All Mod Cons begins with a count-in, followed by pounding drums and a raw and abrasive sound. Upon hearing this, one is deeply reminded of Skate Punk which emerged in the late 1990s. This is a short and nicely structured piece that is short and bittersweet, being just over a minute long. A good start to this album, it just sounds great.
To Be Someone (Didn’t We Have A Nice Time) follows and begins with glorious Rickenbacker guitars and chugging basslines. This is about being personally important in a superficial world. Once again, the track is super short, it’s barely two and a half minutes long. The stripped-back instrumentation does owe somewhat to the Punk of the day, but this differs from obviously Punk bands such as The Sex Pistols and The Clash. A good and witty piece of poetic lyrics set to music, this is interesting listening. It sounds super angry towards the end, before concluding with some clean chords. Nice.
Mr. Clean begins with some chugging bass guitar parts and some nice and quiet electric guitar playing just before this tune gets underway. When it does, Paul Weller makes his voice heard about day to day social issues which bother him. It does borrow from Punk and the ethos of Punk musicality. There is an intricate midsection with some multitracked acoustic guitars, before launching back into the action. This is an urban dystopian sort of anthem. Take note that the UK in the late 1970s wasn’t the best place to be in, due primarily to the Winter Of Discontent (Google that if you are not aware of it). The song finishes with clean guitar parts and a basic drum beat before finishing. Good effort.
David Watts is a cover of the Kinks song. Fortunately, The Jam do it justice and it sounds like an original, rather than a simple cover. This was the turning point for The Jam, being the cover that reinspired Paul Weller to write better songs for this album. An upbeat and pounding tune that really sounds terrific. This version makes the original more aggressive, interesting and uptempo. A great song made even better by The Jam’s version, this is an essential listen from this album. One can easily listen to this on repeat. Excellent work. It ends with repeated harmonies, always delightful to hear.

*Do this*.
Reproduce the album review word for word, everything from "David Watts is" down to "delightful to hear.".

*Provided data*.
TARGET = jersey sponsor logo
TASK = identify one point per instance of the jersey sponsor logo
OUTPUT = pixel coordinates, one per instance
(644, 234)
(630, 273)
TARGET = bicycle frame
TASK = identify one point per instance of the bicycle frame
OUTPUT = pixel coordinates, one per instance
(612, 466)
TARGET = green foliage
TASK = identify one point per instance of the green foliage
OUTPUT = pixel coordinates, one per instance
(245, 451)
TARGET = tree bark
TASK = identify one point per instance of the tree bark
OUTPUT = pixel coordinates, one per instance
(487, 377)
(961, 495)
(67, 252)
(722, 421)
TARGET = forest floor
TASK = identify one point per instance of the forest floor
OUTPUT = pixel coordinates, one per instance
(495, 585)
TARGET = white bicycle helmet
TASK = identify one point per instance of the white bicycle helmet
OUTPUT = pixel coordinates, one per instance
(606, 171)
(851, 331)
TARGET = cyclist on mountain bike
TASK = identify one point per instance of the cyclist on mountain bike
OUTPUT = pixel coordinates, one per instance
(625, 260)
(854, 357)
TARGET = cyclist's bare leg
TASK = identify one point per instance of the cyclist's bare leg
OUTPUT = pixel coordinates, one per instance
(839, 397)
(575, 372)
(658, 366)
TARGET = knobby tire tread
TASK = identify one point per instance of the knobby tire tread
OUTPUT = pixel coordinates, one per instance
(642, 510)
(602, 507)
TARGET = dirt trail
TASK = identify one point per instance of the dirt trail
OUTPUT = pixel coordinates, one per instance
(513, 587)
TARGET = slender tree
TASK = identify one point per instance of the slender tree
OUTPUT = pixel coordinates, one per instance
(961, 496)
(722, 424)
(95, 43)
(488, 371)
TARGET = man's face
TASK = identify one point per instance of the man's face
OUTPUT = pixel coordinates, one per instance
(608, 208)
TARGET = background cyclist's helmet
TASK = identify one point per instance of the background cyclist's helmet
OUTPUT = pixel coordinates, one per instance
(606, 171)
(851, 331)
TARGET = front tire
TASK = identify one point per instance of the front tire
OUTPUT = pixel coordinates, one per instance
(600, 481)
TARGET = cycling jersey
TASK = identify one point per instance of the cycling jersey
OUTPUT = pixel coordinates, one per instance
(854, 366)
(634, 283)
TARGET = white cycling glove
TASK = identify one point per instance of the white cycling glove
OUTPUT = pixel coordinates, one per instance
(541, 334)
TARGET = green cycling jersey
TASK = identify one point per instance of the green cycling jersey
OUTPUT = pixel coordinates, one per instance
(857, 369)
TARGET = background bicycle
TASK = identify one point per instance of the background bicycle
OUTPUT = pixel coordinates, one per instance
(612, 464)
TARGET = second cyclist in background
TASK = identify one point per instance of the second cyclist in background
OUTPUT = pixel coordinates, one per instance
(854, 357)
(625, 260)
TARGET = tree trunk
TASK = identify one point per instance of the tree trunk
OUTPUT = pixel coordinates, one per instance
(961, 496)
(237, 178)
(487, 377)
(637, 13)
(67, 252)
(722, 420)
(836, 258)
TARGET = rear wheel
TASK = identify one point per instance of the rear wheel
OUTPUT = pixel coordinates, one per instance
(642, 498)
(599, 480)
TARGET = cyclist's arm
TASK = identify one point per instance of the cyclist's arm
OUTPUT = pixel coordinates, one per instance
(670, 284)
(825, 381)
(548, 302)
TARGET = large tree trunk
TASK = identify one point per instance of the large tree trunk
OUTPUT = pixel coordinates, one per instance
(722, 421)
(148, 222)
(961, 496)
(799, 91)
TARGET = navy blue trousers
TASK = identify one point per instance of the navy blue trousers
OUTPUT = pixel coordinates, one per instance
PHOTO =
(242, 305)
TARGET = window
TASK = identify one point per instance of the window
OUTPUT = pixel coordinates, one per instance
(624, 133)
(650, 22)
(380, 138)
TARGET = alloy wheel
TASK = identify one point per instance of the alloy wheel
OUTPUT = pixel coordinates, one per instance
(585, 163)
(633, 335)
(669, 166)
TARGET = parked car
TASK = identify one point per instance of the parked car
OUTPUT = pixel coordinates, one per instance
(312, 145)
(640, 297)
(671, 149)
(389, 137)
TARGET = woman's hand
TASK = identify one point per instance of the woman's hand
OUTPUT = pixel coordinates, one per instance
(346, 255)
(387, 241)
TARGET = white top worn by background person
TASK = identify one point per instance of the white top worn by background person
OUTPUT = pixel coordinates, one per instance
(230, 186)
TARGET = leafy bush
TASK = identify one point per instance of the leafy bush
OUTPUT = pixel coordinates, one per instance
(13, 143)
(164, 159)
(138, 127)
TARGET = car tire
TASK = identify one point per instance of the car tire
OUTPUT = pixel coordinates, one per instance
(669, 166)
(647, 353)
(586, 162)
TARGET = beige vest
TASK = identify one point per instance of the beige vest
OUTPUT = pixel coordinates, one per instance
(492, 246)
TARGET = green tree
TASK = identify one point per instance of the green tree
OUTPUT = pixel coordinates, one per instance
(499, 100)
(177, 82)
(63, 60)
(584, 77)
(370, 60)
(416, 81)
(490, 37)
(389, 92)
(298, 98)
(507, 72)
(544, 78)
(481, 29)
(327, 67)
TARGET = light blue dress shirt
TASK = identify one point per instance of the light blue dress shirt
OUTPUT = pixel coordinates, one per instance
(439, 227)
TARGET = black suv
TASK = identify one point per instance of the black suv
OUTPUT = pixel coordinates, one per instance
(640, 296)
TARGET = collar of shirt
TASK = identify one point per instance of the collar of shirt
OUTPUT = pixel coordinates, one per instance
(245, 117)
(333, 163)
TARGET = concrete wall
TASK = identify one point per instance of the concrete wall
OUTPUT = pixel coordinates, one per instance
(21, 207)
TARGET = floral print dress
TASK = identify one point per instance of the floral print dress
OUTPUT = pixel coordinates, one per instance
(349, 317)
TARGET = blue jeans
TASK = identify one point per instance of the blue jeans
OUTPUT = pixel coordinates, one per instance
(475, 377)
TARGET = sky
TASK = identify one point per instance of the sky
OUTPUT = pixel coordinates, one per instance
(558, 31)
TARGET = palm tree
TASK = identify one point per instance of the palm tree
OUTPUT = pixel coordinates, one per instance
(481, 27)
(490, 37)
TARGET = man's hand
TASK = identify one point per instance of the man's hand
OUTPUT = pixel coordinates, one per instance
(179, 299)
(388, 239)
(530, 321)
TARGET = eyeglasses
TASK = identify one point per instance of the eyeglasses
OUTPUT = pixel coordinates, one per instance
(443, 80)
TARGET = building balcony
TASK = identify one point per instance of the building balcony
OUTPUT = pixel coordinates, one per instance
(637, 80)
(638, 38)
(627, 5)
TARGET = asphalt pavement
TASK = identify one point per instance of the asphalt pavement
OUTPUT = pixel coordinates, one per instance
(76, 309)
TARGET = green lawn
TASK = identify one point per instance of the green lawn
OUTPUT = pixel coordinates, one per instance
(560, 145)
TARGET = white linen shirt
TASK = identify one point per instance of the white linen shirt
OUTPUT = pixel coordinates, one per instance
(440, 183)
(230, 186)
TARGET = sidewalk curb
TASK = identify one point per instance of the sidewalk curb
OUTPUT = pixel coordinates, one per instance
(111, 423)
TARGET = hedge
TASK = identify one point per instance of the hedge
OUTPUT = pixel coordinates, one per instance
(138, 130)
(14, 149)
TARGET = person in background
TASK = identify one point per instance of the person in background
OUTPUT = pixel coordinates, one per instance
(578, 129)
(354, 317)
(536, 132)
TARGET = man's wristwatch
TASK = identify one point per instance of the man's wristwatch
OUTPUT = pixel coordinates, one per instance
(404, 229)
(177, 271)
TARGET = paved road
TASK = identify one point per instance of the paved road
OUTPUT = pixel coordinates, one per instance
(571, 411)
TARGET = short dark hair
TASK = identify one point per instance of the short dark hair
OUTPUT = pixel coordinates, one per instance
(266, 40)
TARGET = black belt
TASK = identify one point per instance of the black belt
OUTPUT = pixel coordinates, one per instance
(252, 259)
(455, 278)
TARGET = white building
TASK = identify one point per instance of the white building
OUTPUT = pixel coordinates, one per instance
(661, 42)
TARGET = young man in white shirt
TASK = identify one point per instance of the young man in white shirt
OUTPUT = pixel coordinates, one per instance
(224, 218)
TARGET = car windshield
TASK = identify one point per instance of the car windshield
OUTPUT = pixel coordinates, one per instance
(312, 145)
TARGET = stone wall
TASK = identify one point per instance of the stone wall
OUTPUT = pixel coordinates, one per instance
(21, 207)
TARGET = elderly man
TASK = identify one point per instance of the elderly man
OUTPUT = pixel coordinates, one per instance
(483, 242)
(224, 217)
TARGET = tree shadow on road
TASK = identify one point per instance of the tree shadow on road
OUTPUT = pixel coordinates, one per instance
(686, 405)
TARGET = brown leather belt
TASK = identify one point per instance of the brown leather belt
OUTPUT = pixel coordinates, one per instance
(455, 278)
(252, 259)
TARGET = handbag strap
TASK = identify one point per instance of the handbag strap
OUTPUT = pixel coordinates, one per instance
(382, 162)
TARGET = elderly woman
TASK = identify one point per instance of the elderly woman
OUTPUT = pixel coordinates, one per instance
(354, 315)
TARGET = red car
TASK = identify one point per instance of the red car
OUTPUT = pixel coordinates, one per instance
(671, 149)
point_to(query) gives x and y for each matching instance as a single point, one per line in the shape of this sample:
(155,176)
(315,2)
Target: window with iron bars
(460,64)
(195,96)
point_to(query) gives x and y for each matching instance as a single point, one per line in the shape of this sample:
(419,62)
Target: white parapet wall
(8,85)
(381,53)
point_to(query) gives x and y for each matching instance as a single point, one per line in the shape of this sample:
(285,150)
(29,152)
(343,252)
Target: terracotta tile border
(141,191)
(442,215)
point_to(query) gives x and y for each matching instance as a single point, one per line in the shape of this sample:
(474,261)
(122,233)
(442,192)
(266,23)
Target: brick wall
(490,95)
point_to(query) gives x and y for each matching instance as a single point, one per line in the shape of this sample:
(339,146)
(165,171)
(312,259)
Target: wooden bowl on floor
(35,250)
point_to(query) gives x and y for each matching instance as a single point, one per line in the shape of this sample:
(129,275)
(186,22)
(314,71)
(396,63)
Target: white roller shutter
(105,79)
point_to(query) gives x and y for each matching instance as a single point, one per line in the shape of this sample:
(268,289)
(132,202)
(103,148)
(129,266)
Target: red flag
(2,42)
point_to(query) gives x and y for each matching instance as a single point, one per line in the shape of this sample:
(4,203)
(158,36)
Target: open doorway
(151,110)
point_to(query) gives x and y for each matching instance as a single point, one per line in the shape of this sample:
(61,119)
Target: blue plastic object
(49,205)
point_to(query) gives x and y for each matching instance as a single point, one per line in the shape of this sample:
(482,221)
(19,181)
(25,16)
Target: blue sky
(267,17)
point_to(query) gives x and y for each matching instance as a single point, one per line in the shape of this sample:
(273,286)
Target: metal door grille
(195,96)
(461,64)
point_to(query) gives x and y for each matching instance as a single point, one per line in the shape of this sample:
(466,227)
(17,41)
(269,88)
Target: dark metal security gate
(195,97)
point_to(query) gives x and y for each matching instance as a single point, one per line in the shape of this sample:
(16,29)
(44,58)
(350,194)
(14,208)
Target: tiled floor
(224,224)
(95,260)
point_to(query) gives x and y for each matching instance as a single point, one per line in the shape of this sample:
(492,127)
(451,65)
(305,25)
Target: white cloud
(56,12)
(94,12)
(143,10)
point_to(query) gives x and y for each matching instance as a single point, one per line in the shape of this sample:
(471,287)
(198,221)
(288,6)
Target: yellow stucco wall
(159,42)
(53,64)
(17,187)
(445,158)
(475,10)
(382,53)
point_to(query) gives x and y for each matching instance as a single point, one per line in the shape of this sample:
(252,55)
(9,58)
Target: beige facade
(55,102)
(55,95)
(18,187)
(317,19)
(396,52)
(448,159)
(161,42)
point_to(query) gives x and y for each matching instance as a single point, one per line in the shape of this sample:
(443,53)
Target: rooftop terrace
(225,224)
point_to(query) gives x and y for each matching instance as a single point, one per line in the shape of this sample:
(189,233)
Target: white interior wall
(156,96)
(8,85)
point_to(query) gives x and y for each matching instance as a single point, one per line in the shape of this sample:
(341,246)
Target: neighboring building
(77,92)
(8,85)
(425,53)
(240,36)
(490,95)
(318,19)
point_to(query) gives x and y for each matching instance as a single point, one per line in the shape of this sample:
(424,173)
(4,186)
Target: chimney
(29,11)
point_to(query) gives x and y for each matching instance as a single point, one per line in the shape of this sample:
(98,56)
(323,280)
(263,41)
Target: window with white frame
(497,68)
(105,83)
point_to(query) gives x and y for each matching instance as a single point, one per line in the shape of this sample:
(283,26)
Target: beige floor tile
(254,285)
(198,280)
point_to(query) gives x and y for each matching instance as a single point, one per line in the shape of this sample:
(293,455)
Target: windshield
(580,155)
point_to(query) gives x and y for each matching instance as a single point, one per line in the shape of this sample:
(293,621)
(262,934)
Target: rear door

*Task answer*.
David Watts is a cover of the Kinks song. Fortunately, The Jam do it justice and it sounds like an original, rather than a simple cover. This was the turning point for The Jam, being the cover that reinspired Paul Weller to write better songs for this album. An upbeat and pounding tune that really sounds terrific. This version makes the original more aggressive, interesting and uptempo. A great song made even better by The Jam’s version, this is an essential listen from this album. One can easily listen to this on repeat. Excellent work. It ends with repeated harmonies, always delightful to hear.